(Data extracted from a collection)
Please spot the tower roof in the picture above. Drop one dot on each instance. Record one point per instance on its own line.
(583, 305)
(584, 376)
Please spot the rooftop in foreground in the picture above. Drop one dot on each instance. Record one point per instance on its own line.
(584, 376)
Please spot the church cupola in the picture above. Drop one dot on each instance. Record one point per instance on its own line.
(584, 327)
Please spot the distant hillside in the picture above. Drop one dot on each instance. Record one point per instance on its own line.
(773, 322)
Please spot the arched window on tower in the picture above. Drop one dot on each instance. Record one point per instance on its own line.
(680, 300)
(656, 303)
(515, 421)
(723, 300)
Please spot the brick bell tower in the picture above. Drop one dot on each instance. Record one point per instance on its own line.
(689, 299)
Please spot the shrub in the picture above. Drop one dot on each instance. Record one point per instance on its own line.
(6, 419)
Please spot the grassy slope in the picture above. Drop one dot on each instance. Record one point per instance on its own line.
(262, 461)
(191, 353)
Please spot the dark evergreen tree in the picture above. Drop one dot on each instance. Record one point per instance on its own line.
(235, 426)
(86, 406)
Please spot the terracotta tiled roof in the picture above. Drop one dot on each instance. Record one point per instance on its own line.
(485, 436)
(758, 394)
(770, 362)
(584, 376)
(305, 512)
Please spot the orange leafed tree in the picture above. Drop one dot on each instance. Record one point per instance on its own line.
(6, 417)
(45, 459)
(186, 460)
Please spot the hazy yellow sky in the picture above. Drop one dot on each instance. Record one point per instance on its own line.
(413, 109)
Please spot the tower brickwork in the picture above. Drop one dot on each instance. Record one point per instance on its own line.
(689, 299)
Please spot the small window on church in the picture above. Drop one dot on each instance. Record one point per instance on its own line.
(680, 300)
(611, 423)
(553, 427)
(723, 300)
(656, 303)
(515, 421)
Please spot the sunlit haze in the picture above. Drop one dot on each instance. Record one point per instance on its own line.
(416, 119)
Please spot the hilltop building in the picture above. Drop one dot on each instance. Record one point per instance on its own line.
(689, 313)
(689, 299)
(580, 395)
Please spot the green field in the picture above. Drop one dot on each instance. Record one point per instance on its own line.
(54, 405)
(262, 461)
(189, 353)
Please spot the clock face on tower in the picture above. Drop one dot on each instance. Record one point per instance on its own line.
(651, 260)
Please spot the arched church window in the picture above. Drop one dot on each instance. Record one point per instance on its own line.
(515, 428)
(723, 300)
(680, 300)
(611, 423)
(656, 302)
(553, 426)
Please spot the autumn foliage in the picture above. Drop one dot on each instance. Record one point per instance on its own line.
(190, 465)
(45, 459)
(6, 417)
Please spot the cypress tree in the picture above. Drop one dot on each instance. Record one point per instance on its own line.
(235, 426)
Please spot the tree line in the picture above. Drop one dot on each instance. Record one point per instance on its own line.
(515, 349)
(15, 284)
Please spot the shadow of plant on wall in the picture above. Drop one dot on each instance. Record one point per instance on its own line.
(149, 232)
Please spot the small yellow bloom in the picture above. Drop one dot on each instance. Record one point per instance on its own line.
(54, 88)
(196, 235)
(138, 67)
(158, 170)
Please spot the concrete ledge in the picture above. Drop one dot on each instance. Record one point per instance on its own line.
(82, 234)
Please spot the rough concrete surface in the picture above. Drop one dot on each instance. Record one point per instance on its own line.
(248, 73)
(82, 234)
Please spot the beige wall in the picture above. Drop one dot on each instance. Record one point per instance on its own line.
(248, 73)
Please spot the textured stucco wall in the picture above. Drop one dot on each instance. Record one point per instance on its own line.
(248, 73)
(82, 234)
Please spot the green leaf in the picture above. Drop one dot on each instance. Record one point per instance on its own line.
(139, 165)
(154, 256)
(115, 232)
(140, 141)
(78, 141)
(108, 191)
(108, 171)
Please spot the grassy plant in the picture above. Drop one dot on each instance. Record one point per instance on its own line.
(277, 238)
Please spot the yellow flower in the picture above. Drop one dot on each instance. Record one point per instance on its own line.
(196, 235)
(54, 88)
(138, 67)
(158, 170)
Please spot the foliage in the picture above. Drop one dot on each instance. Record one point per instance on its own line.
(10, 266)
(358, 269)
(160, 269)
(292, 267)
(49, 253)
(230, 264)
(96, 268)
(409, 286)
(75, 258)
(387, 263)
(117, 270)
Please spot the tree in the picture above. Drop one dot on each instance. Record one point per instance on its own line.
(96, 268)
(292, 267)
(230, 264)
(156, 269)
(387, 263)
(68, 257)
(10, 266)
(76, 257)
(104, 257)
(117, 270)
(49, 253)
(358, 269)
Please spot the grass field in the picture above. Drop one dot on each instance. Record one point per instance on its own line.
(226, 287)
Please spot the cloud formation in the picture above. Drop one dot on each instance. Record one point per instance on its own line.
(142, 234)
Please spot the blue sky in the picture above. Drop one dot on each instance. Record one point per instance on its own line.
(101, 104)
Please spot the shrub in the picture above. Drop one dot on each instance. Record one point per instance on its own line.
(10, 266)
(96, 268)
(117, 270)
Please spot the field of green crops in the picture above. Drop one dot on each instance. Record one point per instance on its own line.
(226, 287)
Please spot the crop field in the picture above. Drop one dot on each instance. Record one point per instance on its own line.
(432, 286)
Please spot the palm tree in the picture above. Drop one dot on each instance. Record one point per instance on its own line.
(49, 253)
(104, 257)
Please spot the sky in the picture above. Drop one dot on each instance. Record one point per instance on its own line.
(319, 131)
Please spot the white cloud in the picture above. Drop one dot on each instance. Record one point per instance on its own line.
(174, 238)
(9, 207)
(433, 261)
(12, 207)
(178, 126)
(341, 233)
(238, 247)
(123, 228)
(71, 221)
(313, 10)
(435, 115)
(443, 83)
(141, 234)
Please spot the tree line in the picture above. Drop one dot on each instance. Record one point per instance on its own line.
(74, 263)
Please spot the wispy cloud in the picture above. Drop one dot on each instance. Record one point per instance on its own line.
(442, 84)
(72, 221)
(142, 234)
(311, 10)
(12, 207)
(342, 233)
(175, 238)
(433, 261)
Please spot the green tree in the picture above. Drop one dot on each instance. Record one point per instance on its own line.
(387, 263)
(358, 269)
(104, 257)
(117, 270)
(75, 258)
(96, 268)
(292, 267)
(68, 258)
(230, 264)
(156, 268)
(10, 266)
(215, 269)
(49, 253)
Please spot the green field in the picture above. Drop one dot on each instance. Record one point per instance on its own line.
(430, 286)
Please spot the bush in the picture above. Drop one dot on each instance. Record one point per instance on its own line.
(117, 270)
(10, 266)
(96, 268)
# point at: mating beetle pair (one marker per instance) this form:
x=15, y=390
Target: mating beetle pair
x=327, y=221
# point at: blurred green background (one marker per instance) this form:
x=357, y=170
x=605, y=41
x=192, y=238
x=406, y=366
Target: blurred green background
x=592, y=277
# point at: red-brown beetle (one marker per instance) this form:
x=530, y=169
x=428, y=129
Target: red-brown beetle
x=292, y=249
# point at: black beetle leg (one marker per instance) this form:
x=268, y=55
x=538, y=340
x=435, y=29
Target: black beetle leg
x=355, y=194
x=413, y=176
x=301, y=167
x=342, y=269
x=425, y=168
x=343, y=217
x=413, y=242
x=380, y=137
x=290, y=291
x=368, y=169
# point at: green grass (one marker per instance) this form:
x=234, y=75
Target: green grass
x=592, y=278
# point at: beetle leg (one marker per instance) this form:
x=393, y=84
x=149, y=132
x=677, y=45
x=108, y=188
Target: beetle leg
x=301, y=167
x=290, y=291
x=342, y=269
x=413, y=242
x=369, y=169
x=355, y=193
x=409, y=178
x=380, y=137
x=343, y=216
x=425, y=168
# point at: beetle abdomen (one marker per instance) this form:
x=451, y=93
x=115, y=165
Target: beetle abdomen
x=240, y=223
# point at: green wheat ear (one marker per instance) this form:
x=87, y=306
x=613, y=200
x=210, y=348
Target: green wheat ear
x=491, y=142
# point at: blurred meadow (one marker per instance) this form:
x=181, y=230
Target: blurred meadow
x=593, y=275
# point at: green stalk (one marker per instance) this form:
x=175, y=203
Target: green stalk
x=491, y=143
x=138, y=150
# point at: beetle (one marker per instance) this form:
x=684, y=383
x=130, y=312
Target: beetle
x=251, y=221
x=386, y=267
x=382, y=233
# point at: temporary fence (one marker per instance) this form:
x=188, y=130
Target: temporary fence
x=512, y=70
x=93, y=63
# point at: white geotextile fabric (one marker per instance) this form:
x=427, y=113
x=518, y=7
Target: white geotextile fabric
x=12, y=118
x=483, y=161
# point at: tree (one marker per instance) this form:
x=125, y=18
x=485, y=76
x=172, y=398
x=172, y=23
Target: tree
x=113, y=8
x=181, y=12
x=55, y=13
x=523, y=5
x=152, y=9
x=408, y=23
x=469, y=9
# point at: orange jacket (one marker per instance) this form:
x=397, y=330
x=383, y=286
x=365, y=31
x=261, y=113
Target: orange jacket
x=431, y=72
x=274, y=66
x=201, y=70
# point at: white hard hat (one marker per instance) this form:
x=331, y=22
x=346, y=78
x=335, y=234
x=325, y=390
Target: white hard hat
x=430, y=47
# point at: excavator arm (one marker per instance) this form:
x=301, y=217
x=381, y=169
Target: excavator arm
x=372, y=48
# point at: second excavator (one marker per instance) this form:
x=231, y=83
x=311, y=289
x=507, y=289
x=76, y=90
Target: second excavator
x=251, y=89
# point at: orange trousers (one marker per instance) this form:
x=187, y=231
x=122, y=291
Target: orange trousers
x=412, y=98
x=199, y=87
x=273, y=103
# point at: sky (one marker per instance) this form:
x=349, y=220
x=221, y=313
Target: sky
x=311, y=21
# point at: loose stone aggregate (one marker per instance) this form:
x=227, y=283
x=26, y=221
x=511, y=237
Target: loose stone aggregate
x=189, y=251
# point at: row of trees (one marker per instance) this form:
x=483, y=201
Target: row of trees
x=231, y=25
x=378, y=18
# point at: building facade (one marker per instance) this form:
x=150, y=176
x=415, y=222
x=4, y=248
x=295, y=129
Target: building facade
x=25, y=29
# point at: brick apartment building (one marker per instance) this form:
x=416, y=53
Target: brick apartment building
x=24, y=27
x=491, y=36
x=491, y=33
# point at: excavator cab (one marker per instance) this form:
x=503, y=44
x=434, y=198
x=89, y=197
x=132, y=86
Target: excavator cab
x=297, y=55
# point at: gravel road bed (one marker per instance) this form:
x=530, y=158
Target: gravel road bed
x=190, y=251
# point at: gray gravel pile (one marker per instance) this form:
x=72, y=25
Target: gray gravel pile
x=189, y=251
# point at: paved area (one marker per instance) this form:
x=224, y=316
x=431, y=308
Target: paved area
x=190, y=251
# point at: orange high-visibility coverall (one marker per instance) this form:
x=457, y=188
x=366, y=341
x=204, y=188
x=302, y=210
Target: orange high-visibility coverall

◆ About this task ◆
Using the data above, reproduce exactly the lines between those holding "x=383, y=286" and "# point at: sky", inclusive, and no others.

◆ Response box ◆
x=383, y=286
x=365, y=31
x=261, y=113
Target: orange jacket
x=431, y=72
x=274, y=66
x=201, y=70
# point at: white hard hat (one marker per instance) this form:
x=331, y=22
x=346, y=78
x=335, y=234
x=325, y=390
Target: white hard hat
x=430, y=47
# point at: excavator arm (one marker per instance) this form:
x=301, y=217
x=381, y=169
Target: excavator arm
x=372, y=48
# point at: second excavator (one marker per instance) this form:
x=231, y=83
x=311, y=289
x=507, y=289
x=76, y=90
Target: second excavator
x=251, y=89
# point at: orange trousers (one marker per instance) this form:
x=187, y=231
x=122, y=291
Target: orange trousers
x=412, y=98
x=199, y=87
x=273, y=103
# point at: sky (one marker per instance) this form:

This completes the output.